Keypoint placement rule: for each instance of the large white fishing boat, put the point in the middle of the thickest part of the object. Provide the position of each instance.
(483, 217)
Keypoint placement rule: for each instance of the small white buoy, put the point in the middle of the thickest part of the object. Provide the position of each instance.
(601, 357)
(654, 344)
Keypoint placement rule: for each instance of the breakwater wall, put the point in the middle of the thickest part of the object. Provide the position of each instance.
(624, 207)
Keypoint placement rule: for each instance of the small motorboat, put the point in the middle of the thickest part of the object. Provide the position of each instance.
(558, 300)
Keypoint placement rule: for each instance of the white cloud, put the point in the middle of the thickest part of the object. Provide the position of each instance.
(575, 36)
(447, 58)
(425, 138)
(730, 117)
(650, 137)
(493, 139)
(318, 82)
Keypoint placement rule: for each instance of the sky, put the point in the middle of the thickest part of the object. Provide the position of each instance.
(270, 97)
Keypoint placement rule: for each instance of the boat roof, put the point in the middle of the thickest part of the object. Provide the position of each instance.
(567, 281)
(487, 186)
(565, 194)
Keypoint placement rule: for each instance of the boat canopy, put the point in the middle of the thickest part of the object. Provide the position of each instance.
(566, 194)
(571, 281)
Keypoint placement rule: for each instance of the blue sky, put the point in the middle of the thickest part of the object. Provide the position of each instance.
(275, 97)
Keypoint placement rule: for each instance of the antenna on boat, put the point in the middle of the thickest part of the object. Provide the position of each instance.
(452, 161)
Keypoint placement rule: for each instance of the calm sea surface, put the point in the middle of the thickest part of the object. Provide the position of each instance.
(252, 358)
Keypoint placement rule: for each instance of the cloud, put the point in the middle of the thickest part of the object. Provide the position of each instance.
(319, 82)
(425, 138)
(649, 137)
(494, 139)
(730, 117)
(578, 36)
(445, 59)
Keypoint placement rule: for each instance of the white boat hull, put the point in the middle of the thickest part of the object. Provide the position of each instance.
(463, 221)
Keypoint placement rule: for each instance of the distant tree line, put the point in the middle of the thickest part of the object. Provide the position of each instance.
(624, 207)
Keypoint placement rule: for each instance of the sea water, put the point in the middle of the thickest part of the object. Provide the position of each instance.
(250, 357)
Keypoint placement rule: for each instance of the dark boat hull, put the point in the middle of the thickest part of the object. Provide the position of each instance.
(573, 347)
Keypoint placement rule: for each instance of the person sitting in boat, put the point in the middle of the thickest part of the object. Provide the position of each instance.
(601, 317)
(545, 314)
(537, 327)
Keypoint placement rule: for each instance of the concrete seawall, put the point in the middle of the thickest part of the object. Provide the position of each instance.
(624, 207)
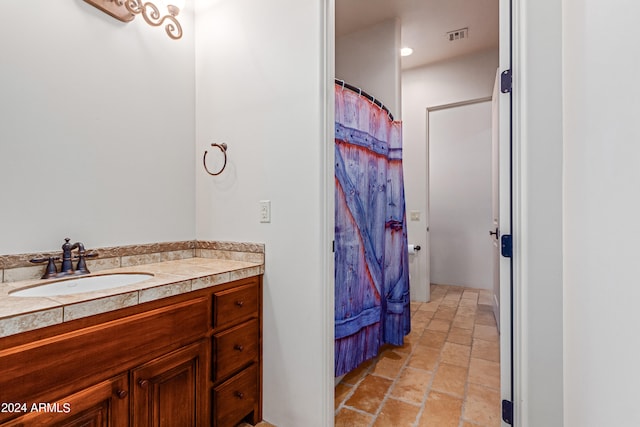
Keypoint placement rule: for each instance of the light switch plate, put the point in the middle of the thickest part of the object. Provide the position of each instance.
(265, 210)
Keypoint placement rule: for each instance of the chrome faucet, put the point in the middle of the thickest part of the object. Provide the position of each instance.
(66, 269)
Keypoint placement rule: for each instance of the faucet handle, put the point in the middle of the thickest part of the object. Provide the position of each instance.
(81, 268)
(51, 270)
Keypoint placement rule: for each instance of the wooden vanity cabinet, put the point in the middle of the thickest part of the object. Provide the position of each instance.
(188, 360)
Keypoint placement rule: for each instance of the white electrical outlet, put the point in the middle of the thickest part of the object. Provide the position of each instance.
(265, 210)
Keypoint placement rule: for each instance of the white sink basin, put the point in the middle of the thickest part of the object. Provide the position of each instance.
(78, 285)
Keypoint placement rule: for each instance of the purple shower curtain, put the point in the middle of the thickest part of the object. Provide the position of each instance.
(371, 257)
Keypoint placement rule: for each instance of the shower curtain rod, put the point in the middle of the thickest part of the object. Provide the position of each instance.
(366, 95)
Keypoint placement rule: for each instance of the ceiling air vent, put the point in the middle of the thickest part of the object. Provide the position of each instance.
(461, 34)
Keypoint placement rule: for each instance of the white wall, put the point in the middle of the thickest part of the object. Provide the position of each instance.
(461, 79)
(370, 59)
(261, 89)
(460, 248)
(537, 95)
(96, 128)
(601, 213)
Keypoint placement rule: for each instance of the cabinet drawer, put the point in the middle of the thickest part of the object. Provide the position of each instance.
(234, 348)
(236, 398)
(234, 304)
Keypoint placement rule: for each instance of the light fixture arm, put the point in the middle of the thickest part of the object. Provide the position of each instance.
(125, 10)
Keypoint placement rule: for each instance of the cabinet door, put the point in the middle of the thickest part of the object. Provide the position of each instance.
(103, 405)
(171, 390)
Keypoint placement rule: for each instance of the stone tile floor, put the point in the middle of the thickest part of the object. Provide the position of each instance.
(446, 374)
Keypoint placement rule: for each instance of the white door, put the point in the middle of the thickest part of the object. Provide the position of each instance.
(459, 144)
(503, 133)
(494, 232)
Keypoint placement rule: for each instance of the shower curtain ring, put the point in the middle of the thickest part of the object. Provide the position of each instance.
(222, 147)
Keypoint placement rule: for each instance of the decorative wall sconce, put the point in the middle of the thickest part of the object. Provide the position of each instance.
(126, 10)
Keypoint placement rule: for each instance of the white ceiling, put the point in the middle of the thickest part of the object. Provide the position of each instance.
(425, 24)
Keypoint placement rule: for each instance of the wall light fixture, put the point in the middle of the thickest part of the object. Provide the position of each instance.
(126, 10)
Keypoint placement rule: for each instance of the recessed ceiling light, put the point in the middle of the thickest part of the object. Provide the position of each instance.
(406, 51)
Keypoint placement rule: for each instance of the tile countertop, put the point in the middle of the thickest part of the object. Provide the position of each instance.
(21, 314)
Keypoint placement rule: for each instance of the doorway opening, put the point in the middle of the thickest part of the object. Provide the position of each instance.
(432, 306)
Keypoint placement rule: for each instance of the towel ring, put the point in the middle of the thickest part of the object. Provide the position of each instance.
(223, 148)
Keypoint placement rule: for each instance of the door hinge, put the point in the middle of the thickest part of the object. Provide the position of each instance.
(507, 412)
(506, 245)
(506, 81)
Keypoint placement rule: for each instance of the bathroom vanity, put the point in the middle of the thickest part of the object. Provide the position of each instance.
(190, 356)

★ ★ ★ ★ ★ ★ ★

#### Exercise
Output the full set of records above without changing a word, and drop the images.

#### The output
Keypoint placement rule: for each instance of the large white fishing boat, put the point in the middle of the thickest part of the object. Provide the position of each instance.
(483, 217)
Keypoint placement rule: for each instance of the small white buoy, put the point in the middle of the thickest part of the object. Provide the position of each instance.
(601, 357)
(654, 344)
Keypoint placement rule: for each instance of the breakwater wall, put the point in the middle of the thickest part of the object. Provide the position of each instance.
(624, 207)
Keypoint placement rule: for each instance of the small motorboat, put the point in the middle of the thickest part of the object. Provide the position of each instance.
(558, 300)
Keypoint placement rule: for each instance of the white cloud, put the point in the middle of the thickest part of the object. Provide the position of each instance.
(575, 36)
(447, 58)
(425, 138)
(730, 117)
(650, 137)
(493, 139)
(318, 82)
Keypoint placement rule: for each instance of the sky, put the point in the middle of the thickest part of the object. Provide the position of each instance.
(270, 97)
Keypoint placement rule: for each instance of the boat roof, put the point in the middle of the thickest part of the object. Provide the position of each instance.
(567, 281)
(487, 186)
(565, 194)
Keypoint placement rule: for each instance of the boat canopy, put the point in the middle of the thickest part of the object. Provide the position of each instance.
(566, 194)
(571, 281)
Keypoint placement rule: for each instance of the blue sky, put the point in the middle of the thickest part of the object. Provide the position of each instance.
(275, 97)
Keypoint placement rule: for each instance of the antenna on boat, put the point in the middle of the thickest part of the object. Provide the position of each instance.
(452, 161)
Keypoint placement rule: for each instance of the calm sea surface, put the point in the middle of the thickest part of the object. Provide the position of each instance.
(252, 358)
Keypoint placement rule: for each instance of the cloud, put the point in the middle of the thickest part of the object. Provide the position of each instance.
(319, 82)
(425, 138)
(649, 137)
(494, 139)
(730, 117)
(578, 36)
(445, 59)
Keypoint placement rule: for each instance of the white boat hull, put the point in the middle of the thickest part of the object. Provide the position of each instance.
(463, 221)
Keypoint placement rule: for each instance of the distant tree line, put the point in the middle of the thickest part of the object. Provide the position of each instance.
(624, 207)
Keypoint placement rule: for each instance of the sea water, put the point in the middle of the thickest part of the object. Provide the position of each instance.
(250, 357)
Keypoint placement rule: for each instance of the dark boat hull, put the point in the middle of the thickest part of the object. Provide the position of each instance.
(573, 347)
Keypoint placement rule: for each instance of the person sitting in boat, put the point in the middle of the thickest part of the object. Provide the position of each instance.
(601, 317)
(545, 314)
(537, 327)
Keypoint placement rule: for each instance of the concrete seawall, put the point in the middle of the thickest part of the object. Provide the position of each instance.
(624, 207)
Keypoint placement rule: for each instance of the light switch plate, put the point in the middle of the thickest part of the object. Provide the position of each instance.
(265, 210)
Keypoint placement rule: for each instance of the chrome faucet, put the point in the middle of the thickest part of the object. Provide the position of each instance.
(66, 269)
Keypoint placement rule: for each instance of the faucet handle, put the point in the middle of the thickest part of the object. Provide the position of each instance.
(81, 268)
(51, 270)
Keypoint placement rule: for each instance of the wooden vanity cabinet, put the point in the middle of the thickest part of the object. Provide the position of each instance.
(188, 360)
Keypoint placement rule: for each instance of the white electrical outlet, put the point in the middle of the thickest part of the object. Provide the position of each instance.
(265, 210)
Keypoint placement rule: for each instance of the white sink basin, put the point in the middle of the thickest part of the object. Provide the position of each instance.
(78, 285)
Keypoint placement rule: for each instance of the purple shower curtain, put the point in the middle of the thickest part of the object. Provide the position of each instance.
(371, 257)
Keypoint placement rule: for each instance of the shower curtain rod, put the point in the middle of the thickest part of the object. Provide the position of each instance.
(366, 95)
Keypoint placement rule: for each instance of the ceiling air vent, put the point in the middle of the thickest part of the object. Provide the position of each instance.
(461, 34)
Keypoint placement rule: for each instance of the white wall, put the point in the middle of the thickest part of the object. Provide the position of each instance.
(461, 79)
(370, 59)
(261, 89)
(460, 248)
(537, 95)
(96, 128)
(601, 213)
Keypoint placement rule: for each instance of the cabinet drawer, put the point in the middle of the thickest part of the object. Provide the position of each instance.
(234, 348)
(236, 398)
(234, 304)
Keypoint placement rule: for each instance of the light fixture arm, put the point in the middle of the thickest part of the object. Provide the position of each instance.
(125, 10)
Keypoint placement rule: for each instance of the cabinet door, put the point in the middle of the thickest part of the object. Provide the position of each instance.
(103, 405)
(171, 390)
Keypoint placement rule: for each instance of the stone tile floor, put the point in the middle of the thickest part of the object. Provide the position of each instance.
(446, 374)
Keypoint placement rule: for each instance of the white door, put the point in the middle of the thickest part of the object. Provide the position of each instance.
(459, 144)
(503, 133)
(494, 232)
Keypoint placement rule: for each instance of the shower curtain ring, put the point in the middle of the thickest part of the object. Provide the position of each instance.
(222, 147)
Keypoint placement rule: for each instance of the decorative wall sconce, put the point in the middle of the thickest part of the object. Provide the position of each instance.
(126, 10)
Keypoint placement rule: for each instance of the white ceiling, put the point in the middle of the thickest part of the object. Provide the position of each instance.
(425, 24)
Keypoint placement rule: for each instance of the wall light fixture, put the point in the middle of the thickest part of the object. Provide the position of each instance.
(126, 10)
Keypoint placement rule: for each instance of the recessed ceiling light, put the point in the middle of the thickest part of the object. Provide the position of each instance.
(406, 51)
Keypoint placement rule: for each instance of the tile countertop, put the point in the middle of the thickest part of the object. Provide the position of each instance.
(21, 314)
Keypoint placement rule: for each instance of the doorway opening, put the point in the middle of the thickest part of the object. Provide the position of each instance.
(432, 306)
Keypoint placement rule: for each instance of the towel ring, put the point in the middle of the thickest part of the object. Provide the position of each instance.
(223, 148)
Keypoint placement rule: for each instance of the door hinge, put the point in the middle of the thickest part of the object. Provide the position of each instance.
(507, 412)
(506, 245)
(506, 81)
Keypoint placement rule: for each instance of the bathroom vanity, put the point in the middle of the thickest part of the object. Provide the position of each instance.
(190, 356)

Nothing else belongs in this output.